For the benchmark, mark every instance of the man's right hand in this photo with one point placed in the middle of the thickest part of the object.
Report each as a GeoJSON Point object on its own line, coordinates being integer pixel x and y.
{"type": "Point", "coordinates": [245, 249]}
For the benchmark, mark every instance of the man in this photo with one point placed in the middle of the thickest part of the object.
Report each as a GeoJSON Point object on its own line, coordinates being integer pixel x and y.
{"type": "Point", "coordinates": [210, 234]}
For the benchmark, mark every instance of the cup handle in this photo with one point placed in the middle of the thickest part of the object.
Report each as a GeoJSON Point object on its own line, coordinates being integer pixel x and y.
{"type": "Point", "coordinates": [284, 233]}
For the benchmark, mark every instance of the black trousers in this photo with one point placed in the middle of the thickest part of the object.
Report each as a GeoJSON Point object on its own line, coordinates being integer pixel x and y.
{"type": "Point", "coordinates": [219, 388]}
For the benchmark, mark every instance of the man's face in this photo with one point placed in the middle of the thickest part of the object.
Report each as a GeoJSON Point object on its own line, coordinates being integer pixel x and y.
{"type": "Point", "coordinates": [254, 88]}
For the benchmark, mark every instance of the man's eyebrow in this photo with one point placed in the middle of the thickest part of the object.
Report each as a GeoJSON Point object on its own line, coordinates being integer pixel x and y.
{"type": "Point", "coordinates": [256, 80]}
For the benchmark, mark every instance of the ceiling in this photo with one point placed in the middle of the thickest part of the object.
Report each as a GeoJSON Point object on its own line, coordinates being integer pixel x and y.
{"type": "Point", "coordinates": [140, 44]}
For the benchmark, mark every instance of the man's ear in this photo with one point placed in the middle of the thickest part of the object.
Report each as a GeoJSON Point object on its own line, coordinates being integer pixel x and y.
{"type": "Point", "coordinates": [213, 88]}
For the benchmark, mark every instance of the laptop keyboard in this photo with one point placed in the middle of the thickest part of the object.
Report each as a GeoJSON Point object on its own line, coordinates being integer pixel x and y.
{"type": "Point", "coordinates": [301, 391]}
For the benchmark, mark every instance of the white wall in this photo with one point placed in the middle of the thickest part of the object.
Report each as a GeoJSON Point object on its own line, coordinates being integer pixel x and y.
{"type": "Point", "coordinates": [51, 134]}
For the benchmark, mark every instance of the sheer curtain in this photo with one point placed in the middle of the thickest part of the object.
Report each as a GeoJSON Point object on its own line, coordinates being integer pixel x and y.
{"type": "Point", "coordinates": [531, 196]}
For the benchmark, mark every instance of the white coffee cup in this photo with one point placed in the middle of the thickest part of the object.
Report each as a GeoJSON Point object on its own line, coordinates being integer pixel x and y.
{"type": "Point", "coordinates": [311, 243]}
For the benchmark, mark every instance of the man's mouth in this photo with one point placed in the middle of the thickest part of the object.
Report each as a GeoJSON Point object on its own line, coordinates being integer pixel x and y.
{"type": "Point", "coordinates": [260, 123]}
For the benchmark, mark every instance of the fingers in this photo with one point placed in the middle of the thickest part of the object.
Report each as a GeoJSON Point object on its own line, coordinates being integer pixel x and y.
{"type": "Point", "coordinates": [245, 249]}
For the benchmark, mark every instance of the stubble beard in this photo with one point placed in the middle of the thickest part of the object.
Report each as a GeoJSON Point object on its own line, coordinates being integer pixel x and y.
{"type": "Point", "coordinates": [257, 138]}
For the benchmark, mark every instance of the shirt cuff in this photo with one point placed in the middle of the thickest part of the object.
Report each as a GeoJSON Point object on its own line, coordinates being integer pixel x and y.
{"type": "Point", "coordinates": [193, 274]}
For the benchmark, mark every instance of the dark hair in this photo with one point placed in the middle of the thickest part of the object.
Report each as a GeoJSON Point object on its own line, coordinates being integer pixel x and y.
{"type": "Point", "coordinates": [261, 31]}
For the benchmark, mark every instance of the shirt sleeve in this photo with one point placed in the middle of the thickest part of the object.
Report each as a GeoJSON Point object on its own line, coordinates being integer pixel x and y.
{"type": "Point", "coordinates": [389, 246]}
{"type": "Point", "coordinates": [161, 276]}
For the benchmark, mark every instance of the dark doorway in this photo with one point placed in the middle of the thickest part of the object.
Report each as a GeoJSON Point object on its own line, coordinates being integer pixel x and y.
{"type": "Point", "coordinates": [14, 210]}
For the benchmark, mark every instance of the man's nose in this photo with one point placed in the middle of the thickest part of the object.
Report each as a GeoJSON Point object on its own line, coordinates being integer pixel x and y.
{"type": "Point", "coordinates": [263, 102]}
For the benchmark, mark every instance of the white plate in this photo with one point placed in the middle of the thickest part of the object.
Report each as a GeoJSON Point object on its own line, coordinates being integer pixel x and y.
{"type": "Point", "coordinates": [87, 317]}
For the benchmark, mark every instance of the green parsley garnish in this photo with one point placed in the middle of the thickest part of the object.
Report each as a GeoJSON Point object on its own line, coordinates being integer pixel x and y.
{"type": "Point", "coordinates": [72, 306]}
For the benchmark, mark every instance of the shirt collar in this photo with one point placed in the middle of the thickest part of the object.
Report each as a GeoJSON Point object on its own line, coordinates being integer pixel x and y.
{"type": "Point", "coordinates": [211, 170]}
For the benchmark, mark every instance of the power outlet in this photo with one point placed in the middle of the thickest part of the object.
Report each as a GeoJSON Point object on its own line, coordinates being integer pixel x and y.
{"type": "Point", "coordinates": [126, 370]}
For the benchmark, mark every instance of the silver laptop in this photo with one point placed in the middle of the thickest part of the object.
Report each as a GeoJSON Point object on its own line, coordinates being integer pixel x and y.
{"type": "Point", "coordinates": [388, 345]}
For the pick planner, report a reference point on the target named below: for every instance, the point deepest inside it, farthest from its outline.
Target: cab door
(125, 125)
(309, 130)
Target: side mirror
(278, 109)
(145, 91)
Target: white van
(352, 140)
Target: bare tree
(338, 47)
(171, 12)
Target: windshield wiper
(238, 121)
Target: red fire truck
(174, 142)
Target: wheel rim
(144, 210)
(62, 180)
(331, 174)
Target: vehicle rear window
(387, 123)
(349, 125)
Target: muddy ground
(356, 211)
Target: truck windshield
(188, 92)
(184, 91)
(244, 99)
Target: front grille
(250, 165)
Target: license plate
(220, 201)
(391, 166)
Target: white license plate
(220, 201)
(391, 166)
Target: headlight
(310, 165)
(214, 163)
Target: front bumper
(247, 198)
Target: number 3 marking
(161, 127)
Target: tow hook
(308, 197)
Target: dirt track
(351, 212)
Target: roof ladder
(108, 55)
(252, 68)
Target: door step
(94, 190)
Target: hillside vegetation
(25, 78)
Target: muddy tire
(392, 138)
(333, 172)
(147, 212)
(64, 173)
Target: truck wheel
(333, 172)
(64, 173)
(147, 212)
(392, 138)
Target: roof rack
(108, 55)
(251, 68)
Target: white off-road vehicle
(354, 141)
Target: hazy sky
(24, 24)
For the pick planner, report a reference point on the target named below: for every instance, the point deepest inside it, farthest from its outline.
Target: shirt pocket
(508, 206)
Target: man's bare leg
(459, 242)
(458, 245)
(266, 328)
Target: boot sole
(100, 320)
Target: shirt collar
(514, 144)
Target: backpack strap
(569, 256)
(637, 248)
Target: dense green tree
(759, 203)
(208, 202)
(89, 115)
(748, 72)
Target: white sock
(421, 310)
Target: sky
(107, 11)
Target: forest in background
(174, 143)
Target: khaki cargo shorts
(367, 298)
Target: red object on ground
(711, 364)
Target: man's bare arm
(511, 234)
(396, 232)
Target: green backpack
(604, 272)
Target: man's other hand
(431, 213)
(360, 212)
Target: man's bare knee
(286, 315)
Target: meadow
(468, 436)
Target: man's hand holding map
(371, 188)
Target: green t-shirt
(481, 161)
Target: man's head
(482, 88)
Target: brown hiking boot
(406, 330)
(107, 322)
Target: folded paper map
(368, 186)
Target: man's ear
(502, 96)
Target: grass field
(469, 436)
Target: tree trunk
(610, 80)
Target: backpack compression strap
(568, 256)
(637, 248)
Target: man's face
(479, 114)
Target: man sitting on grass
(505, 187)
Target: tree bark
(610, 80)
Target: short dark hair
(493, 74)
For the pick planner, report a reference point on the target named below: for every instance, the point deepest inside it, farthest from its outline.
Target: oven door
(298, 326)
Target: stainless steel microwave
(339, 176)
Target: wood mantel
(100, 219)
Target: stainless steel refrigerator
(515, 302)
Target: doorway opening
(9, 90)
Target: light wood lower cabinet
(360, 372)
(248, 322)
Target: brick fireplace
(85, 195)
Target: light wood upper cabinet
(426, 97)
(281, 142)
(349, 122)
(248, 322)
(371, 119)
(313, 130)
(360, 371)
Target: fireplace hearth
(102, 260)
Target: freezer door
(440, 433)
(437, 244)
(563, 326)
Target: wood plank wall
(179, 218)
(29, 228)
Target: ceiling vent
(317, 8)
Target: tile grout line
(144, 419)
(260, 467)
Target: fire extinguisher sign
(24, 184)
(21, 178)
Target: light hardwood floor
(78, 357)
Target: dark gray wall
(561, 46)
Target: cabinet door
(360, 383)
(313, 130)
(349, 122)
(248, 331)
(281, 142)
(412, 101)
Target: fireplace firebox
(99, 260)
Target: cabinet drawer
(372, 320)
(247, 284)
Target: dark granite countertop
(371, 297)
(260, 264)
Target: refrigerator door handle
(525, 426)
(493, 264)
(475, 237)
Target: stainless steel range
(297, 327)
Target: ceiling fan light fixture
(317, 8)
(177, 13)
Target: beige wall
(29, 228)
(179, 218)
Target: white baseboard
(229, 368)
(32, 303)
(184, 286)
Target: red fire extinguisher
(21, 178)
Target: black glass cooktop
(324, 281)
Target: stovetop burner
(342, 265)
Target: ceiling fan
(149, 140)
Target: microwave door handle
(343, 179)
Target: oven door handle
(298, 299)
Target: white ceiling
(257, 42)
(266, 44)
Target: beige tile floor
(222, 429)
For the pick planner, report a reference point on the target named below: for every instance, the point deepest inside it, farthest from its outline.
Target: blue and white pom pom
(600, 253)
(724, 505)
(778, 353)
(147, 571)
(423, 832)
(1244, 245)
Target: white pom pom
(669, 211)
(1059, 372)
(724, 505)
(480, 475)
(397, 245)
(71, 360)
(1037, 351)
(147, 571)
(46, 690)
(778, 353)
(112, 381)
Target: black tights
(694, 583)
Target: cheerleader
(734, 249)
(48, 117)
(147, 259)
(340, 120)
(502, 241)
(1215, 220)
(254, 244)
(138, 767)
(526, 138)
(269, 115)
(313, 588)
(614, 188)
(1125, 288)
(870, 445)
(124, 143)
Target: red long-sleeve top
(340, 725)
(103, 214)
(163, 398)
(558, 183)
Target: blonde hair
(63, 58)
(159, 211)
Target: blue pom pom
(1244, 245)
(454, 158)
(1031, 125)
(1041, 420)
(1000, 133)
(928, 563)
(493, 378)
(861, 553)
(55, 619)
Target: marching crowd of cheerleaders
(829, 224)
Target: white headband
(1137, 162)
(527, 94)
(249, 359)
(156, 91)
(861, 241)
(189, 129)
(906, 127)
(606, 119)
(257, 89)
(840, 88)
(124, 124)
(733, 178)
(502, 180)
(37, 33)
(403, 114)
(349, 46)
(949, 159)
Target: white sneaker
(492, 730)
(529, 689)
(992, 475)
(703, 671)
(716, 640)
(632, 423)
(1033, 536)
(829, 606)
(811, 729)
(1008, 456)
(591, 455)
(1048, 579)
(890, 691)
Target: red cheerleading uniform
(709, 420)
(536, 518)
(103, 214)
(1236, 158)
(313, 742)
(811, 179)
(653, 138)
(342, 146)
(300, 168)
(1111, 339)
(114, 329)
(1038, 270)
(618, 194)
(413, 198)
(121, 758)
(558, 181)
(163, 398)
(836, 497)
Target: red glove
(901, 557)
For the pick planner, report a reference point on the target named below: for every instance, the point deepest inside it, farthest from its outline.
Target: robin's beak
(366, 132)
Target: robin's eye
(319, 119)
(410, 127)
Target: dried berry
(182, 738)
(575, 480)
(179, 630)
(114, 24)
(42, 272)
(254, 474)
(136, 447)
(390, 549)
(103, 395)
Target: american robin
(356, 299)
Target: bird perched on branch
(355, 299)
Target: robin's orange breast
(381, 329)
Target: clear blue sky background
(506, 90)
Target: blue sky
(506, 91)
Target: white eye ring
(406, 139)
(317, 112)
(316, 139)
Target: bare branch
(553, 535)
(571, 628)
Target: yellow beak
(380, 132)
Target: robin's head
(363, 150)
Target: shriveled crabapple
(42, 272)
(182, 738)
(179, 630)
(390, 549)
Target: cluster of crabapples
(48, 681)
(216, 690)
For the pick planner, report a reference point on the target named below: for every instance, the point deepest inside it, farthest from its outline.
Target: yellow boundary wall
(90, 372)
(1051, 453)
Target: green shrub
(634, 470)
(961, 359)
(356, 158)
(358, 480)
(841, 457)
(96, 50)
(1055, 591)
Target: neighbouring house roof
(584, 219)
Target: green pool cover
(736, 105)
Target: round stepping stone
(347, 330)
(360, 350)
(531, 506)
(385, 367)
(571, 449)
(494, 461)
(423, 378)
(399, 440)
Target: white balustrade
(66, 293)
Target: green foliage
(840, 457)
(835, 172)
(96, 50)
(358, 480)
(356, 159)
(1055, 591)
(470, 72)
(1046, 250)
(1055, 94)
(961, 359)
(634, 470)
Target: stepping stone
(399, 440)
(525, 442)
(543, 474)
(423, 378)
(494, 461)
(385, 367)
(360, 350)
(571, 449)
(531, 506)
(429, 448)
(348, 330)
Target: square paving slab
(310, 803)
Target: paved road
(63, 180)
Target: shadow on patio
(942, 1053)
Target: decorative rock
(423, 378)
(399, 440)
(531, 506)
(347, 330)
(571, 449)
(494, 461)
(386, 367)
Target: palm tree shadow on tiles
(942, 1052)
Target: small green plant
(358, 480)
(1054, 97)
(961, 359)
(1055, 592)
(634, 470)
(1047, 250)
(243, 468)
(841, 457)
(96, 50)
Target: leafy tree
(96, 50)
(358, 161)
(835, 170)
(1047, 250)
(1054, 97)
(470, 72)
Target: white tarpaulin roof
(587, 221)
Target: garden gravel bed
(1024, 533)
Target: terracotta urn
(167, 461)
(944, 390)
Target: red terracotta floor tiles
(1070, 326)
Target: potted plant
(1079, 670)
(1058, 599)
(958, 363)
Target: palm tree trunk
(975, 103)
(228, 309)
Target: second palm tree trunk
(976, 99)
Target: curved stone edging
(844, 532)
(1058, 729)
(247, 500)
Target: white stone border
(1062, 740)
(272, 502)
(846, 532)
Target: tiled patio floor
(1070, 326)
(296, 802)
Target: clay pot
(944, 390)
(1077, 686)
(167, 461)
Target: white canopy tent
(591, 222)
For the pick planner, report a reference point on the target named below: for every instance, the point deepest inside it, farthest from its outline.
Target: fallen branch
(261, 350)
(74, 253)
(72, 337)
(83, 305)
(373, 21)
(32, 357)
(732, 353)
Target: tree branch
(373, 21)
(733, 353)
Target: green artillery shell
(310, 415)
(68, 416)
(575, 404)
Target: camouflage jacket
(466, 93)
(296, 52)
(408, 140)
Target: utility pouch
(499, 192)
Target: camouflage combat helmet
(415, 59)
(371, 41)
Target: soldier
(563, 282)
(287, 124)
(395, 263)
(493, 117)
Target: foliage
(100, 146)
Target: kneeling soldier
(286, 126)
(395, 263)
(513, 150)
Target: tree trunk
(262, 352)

────────────────────────────────────────

__Written instruction__
Copy out again every line from the one holding "Target: soldier" through the last line above, both ends included.

__Solution to this exercise__
Target: soldier
(563, 282)
(287, 124)
(395, 263)
(493, 117)
Target: foliage
(100, 146)
Target: kneeling soldier
(286, 126)
(395, 263)
(513, 150)
Target: tree trunk
(262, 352)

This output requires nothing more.